### TASK INPUTS:
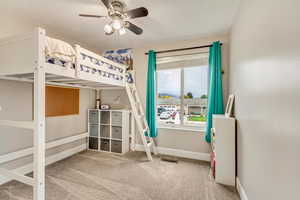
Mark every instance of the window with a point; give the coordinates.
(61, 101)
(182, 94)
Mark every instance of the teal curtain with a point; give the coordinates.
(151, 94)
(215, 90)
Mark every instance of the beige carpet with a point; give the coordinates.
(97, 176)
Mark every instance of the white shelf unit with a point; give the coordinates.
(223, 146)
(108, 130)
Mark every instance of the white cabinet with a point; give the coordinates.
(108, 130)
(223, 145)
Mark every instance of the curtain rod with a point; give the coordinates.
(183, 49)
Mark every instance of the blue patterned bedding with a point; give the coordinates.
(87, 69)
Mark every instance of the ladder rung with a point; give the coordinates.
(149, 144)
(145, 130)
(141, 116)
(15, 176)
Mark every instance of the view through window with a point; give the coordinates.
(182, 96)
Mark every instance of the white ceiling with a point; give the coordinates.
(168, 20)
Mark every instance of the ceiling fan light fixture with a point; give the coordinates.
(117, 24)
(108, 29)
(122, 31)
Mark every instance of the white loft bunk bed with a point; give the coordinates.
(27, 59)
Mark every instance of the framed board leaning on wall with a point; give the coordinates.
(62, 101)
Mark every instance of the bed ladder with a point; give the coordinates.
(139, 116)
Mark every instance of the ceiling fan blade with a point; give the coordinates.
(138, 12)
(134, 28)
(95, 16)
(106, 3)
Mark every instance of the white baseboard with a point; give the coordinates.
(241, 190)
(51, 159)
(178, 153)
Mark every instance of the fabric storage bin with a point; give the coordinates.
(104, 146)
(105, 117)
(116, 118)
(93, 116)
(116, 132)
(116, 146)
(94, 130)
(105, 131)
(93, 143)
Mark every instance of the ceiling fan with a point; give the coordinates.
(119, 17)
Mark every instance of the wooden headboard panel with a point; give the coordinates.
(61, 101)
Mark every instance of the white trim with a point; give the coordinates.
(51, 159)
(26, 152)
(241, 189)
(178, 153)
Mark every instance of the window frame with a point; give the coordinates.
(181, 126)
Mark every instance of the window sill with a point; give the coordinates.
(183, 128)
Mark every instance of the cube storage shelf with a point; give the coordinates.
(108, 130)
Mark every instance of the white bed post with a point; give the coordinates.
(39, 117)
(77, 61)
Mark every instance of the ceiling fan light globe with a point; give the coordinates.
(122, 31)
(117, 24)
(108, 29)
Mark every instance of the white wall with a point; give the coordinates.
(264, 75)
(168, 138)
(16, 101)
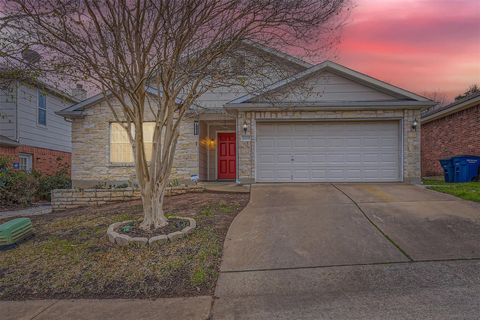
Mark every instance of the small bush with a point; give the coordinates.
(59, 180)
(17, 187)
(22, 188)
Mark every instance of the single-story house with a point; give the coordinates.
(319, 123)
(448, 131)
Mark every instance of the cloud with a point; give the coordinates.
(419, 45)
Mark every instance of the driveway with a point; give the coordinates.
(307, 251)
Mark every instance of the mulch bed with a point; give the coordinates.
(71, 257)
(133, 229)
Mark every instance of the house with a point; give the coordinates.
(30, 132)
(310, 123)
(451, 130)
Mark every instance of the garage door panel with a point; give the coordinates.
(328, 151)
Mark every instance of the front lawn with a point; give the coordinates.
(71, 257)
(467, 191)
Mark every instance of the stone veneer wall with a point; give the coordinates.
(411, 138)
(91, 150)
(74, 198)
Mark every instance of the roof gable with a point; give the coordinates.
(75, 110)
(329, 81)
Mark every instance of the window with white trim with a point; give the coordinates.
(42, 108)
(120, 147)
(25, 162)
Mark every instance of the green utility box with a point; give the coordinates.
(14, 231)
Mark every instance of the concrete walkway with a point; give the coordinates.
(351, 251)
(27, 212)
(194, 308)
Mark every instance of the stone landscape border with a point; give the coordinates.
(122, 239)
(73, 198)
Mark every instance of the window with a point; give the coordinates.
(42, 108)
(25, 162)
(120, 148)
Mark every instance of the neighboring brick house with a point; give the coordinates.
(315, 123)
(448, 131)
(31, 134)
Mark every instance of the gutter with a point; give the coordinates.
(334, 106)
(17, 138)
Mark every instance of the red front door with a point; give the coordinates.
(226, 156)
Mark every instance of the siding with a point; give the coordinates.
(324, 86)
(56, 135)
(7, 112)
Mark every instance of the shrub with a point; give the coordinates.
(16, 187)
(22, 188)
(59, 180)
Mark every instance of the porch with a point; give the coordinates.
(217, 148)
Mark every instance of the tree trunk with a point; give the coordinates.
(152, 198)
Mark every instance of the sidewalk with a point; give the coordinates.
(191, 308)
(32, 211)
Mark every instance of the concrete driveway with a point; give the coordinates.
(307, 251)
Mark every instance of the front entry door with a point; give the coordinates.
(226, 156)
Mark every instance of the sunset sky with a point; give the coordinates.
(420, 45)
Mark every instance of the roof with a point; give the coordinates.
(55, 91)
(453, 107)
(278, 53)
(76, 110)
(47, 87)
(343, 71)
(4, 141)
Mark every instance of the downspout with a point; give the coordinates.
(208, 152)
(17, 138)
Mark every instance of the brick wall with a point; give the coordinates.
(46, 161)
(73, 198)
(455, 134)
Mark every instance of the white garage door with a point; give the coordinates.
(328, 151)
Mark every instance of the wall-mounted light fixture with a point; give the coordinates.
(415, 124)
(195, 128)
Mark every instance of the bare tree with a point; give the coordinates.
(178, 47)
(473, 89)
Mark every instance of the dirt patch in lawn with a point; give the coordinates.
(71, 257)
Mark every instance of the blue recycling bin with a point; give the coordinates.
(448, 169)
(467, 168)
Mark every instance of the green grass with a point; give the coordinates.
(71, 257)
(468, 191)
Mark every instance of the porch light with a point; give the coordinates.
(195, 128)
(414, 124)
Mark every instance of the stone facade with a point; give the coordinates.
(455, 134)
(72, 198)
(411, 138)
(91, 150)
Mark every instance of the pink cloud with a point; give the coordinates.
(423, 46)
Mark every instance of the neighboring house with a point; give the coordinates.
(319, 123)
(448, 131)
(31, 134)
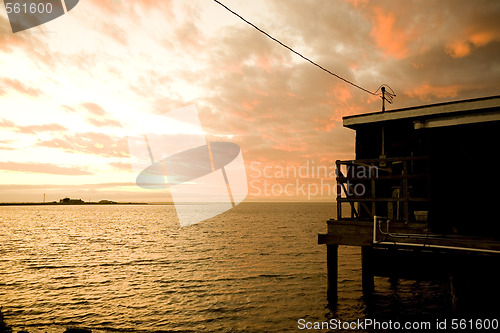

### TASK DETAILS:
When you reproduce the entries above, keep every word exactly and leave out each picture.

### RESULT FOR THIS EXERCISE:
Mark every instance of the window with a point; give the coordinates.
(61, 101)
(182, 94)
Mark every instance of the teal curtain with a point; give the coordinates.
(151, 94)
(215, 90)
Mark every instance of the beige carpet with a point; give the coordinates.
(97, 176)
Mark every instance of the white shelf unit with a point; give the coordinates.
(223, 146)
(108, 130)
Mark every instance of the white cabinet with a point; give the coordinates.
(108, 130)
(223, 145)
Mark every instance of the curtain rod with a point; give the coordinates.
(183, 49)
Mark every instance of the blue patterned bedding with a point; give the coordinates.
(87, 69)
Mark every instance of the ladder rung with a point; give the coordinates.
(149, 144)
(145, 130)
(141, 116)
(15, 176)
Mark every instance of the view through window with a point; give the coordinates.
(182, 96)
Mark every instance of the white ceiling with a point; give the coordinates.
(168, 20)
Mark every instance of the ceiling fan light fixture with a point; give the coordinates.
(117, 24)
(108, 29)
(122, 31)
Mark every instance of the white loft bunk bed with a point; give the coordinates.
(27, 59)
Mark every instance of the framed board leaning on wall with a point; give the coordinates.
(62, 101)
Mark every instance of the bed ladder with a point; give the coordinates.
(139, 116)
Mark every instance of the ceiling fan blade with a point; give the coordinates.
(138, 12)
(134, 28)
(95, 16)
(106, 3)
Mark every instance of the white baseboard with a point; give the coordinates.
(241, 190)
(51, 159)
(178, 153)
Mark every instance of the fabric storage bin with a point; give the coordinates.
(104, 146)
(105, 117)
(116, 118)
(93, 116)
(116, 132)
(116, 146)
(94, 130)
(105, 131)
(93, 143)
Mark every instance of the ceiling fan with a point; give the coordinates.
(119, 17)
Mark every instance of the wooden headboard panel with a point; give the coordinates.
(61, 101)
Mark every instance of the white trim with a point; give the coordinates.
(51, 159)
(26, 152)
(241, 189)
(178, 153)
Mark every instance of the window frame with a point; give the coordinates.
(181, 126)
Mark every instance of the window sill with a point; give the coordinates.
(183, 128)
Mark every instance of the cube storage shelf with a point; give the coordinates.
(108, 130)
Mark every instance of the white bed post with a point; give the coordinates.
(39, 117)
(77, 61)
Mark every instance of the ceiling fan light globe with a point; give the coordinates.
(122, 31)
(117, 24)
(108, 29)
Mark every instance of the white wall with a point; give the coordinates.
(264, 75)
(168, 138)
(16, 101)
Mark every instance of the small bush with a point; give the coordinates.
(59, 180)
(17, 187)
(22, 188)
Mark every instance of the single-story house with a point; give the coordinates.
(319, 123)
(448, 131)
Mark every instance of the cloud with a point; give the coordinates.
(419, 45)
Mark every instance of the driveway with a point; give the coordinates.
(307, 251)
Mark every instance of the mulch bed with a point; give the coordinates.
(71, 257)
(133, 229)
Mark every instance of the house with a point; give the coordinates.
(30, 132)
(310, 123)
(451, 130)
Mark every instance of the garage door panel with a point; give the coordinates.
(328, 151)
Mark every instance of the front lawn with a point; give the coordinates.
(71, 257)
(467, 191)
Mark every instance of the stone veneer wall with a point; give the coordinates.
(411, 138)
(91, 150)
(74, 198)
Mark every instance of the roof gable with a point; give the coordinates.
(75, 110)
(329, 81)
Mark every instance of the window with white trim with a point; give the coordinates.
(42, 108)
(120, 147)
(25, 162)
Mark every instance of the green utility box with a point; give the coordinates.
(14, 231)
Mark every instance of the concrete walkway with a point; give the coordinates.
(351, 251)
(27, 212)
(194, 308)
Mark every instance of the stone landscape border with a point; give the coordinates.
(122, 239)
(73, 198)
Mark every instance of the window with a point; give the coordinates.
(42, 108)
(25, 162)
(120, 148)
Mark every instance of the neighboring brick house with a point; give the coordinates.
(315, 123)
(448, 131)
(31, 134)
Mark every instance of the gutter with a point; give the coordinates.
(334, 106)
(17, 138)
Mark every instance of the red front door with a point; give the coordinates.
(226, 156)
Mark every instance of the siding with a point; give the coordinates.
(324, 86)
(56, 135)
(7, 112)
Mark every instance of the shrub with a point; give the coordinates.
(16, 187)
(22, 188)
(59, 180)
Mark every instance of the porch with a point; give the coordinates.
(217, 148)
Mark every instance of the tree trunk with a point; give the coordinates.
(152, 198)
Mark every instance of the sidewalk with a point; give the coordinates.
(191, 308)
(32, 211)
Mark every instance of the concrete driveway with a point; give the coordinates.
(307, 251)
Mark every instance of the front entry door with a point; give the coordinates.
(226, 156)
Mark every instance of the sunset sky with a point; give the coordinates.
(420, 45)
Mark every instance of the roof with a point; give the coordinates.
(55, 91)
(453, 107)
(278, 53)
(76, 110)
(47, 87)
(343, 71)
(4, 141)
Mark every instance of the downspout with a point; give the coordinates.
(208, 152)
(17, 138)
Mark every instance of the brick wall with a point; give the coordinates.
(46, 161)
(73, 198)
(455, 134)
Mark every instance of the white garage door with a point; give the coordinates.
(328, 151)
Mark every instance of the wall-mounted light fixture with a point; give the coordinates.
(415, 124)
(195, 128)
Mark every instance of the bare tree with a point; give the coordinates.
(178, 47)
(473, 89)
Mark every instance of the dirt patch in lawn with a point; give the coordinates.
(71, 257)
Mark every instance of the blue recycling bin with a point; give the coordinates.
(448, 169)
(467, 168)
Mark every instance of the green grass with a point; give the coordinates.
(71, 257)
(468, 191)
Mark every instance of the porch light with a point; give the coordinates.
(195, 128)
(414, 124)
Mark every instance of the stone facade with a point; give the coordinates.
(455, 134)
(72, 198)
(411, 138)
(91, 150)
Mark every instance of the pink cloud with a point; give the coordinates.
(423, 46)
Mark every instance of the neighboring house with a point; give the coordinates.
(319, 123)
(448, 131)
(31, 134)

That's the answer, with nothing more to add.